**Given passage**.
# # # # #
Under this situation the arbitral tribunal continue proceedings ex parte where decree will be given without statement of defence. This is also given under the section 23(1) of the Act. The third situation is when there is sufficient cause for either the parties then the termination is recalled, and the proceeding of arbitration will be restored. An expert can be brought for the expert opinion just like an evidence as per the proceedings of Indian Evidence Act. This is given under the section 26 of the Act. The expert cannot be used to resolve the issue and arbitrator cannot step down after that. His opinion will be valuable and can be used for resolving the dispute.
In the case of Husein Ebraham V Keshardeo Kanaria & Co the arbitrator approached a third person who was not in the agreement between the parties. They asked him for information which are useful to the arbitration and didn’t disclose this thing to the parties of the arbitration. The arbitration was terminated, and the court held the arbitrators as guilty to misconduct. An expect cannot be used without disclosing it to the parties of arbitration.
# # # # #
**Data**.
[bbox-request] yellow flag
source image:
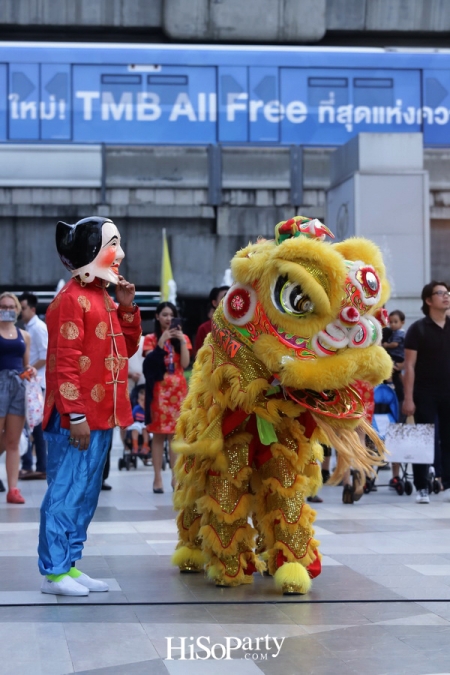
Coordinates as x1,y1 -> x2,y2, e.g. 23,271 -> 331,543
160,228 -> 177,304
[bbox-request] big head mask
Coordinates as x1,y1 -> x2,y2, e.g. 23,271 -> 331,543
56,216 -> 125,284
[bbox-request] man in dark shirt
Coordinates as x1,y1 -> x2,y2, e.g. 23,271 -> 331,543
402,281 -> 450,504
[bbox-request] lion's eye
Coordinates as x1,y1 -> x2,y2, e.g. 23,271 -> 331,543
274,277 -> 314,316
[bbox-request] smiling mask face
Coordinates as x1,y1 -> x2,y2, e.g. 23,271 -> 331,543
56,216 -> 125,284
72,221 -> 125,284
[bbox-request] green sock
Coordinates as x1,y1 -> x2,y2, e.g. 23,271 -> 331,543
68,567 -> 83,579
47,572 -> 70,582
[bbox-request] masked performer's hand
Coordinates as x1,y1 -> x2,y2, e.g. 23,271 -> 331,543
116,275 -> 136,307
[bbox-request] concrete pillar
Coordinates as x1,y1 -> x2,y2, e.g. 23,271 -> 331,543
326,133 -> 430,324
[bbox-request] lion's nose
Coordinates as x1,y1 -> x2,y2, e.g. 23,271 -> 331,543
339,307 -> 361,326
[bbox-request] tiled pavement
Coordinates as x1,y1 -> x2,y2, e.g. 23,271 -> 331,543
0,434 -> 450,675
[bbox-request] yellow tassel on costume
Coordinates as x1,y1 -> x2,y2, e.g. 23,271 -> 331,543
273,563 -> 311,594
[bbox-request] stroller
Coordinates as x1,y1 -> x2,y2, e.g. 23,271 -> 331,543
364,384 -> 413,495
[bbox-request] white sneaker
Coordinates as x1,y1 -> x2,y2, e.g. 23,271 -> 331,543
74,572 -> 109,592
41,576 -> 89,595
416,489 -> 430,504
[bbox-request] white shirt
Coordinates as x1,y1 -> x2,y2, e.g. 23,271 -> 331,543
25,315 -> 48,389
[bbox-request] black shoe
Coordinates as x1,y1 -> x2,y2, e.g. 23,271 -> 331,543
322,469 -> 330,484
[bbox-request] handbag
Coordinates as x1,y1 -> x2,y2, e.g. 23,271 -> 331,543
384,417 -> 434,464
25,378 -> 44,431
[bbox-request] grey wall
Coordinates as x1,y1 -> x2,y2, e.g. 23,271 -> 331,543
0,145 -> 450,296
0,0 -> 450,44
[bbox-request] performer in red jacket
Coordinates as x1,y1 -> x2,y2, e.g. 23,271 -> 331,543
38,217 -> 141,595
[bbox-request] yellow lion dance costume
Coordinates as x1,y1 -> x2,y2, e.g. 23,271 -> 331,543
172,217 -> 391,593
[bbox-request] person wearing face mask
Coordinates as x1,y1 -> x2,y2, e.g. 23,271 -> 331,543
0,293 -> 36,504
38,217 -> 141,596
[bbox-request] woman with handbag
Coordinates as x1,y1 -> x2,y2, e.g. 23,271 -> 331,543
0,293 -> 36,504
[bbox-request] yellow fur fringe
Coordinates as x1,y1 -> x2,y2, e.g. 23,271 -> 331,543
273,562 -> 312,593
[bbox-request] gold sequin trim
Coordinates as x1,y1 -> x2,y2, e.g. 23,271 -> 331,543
# # # # #
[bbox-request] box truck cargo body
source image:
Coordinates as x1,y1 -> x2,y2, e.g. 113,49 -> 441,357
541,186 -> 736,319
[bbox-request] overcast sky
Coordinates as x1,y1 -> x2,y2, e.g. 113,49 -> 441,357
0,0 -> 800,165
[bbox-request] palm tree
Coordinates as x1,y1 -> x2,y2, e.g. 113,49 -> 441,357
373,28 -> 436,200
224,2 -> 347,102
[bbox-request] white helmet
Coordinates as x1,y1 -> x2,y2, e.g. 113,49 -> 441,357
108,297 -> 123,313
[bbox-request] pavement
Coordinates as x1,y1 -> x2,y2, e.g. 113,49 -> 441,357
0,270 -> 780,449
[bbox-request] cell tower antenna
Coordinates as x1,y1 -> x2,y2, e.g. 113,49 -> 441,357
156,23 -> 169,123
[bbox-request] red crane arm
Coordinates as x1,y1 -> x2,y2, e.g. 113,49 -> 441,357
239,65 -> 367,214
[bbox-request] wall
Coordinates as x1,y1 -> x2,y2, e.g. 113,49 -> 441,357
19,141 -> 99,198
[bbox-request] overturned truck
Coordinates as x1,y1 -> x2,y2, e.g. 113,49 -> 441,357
# # # # #
**Short problem 1**. List every statutory provision, act, and court case that the passage on arbitration cites.
**Short problem 2**. Continue the passage on arbitration, starting after its final sentence.

**Written reply 1**.
- Section 23(1) of the Act
- Indian Evidence Act
- Section 26 of the Act
- Husein Ebraham V Keshardeo Kanaria & Co

**Written reply 2**.
Section 27 of the Act talks about court assistance. Tribunal can apply for court assistance when the parties are not taking the tribunal seriously and they can hold the parties as guilty when they are not cooperating with the arbitrator or refusing to give evidence to the arbitrator. The arbitrator can go to the court for having assistance in obtaining evidence and they should provide the names and addressed of the parties and arbitrators, the nature of the claim and the relief sought and the evidence which they want to obtain particular in the case. The court can give an order to give these obtained evidences directly to the arbitrators. The court may give a person punishment or penalty when they are not complying with the order of the arbitrator.
The last step of arbitration is the termination of proceedings by the arbitrator. Termination of arbitrator or substitution of arbitrator is given under the section 15 of the act. This can be when the arbitrator gives the final award or by an order by the arbitrator to terminate the arbitral proceedings. There are three cases where arbitrator can give an order of termination. They are if the claimant withdraws the claim and when the respondent does not object to the claim of claimant.
If both the parties come into consensus to terminate the arbitral proceeding and the when the arbitrator feels that the present arbitration is useless, and it is impossible to solve the issue between the parties because of the present facts of the case. In any of the situation the arbitrator should give proper order and acknowledge both parties by use of any notice. The arbitrator can be substituted by both the parties and any hearing done can be repeated with the agreement of the parties. If they wish to continue with the previous proceeding, then it is also possible.
 AIR 2000 SC 1886
 AIR 2003 SC 3688
 Order dated 30 August 2019 in Civil Appeal Nos. 6726 – 6729 of 2019.
 Judgment dated 24 July 2019 in Civil Appeal No. 6960 of 2011
 Judgment dated March 3, 2020 in CS (OS) 84/2020
 Arbitration Petition No 32 of 2018, Judgement dated March 5,2020
 AIR 1954 Cal 111
Author Details: Istinaf Abdullah (Alliance School of Law)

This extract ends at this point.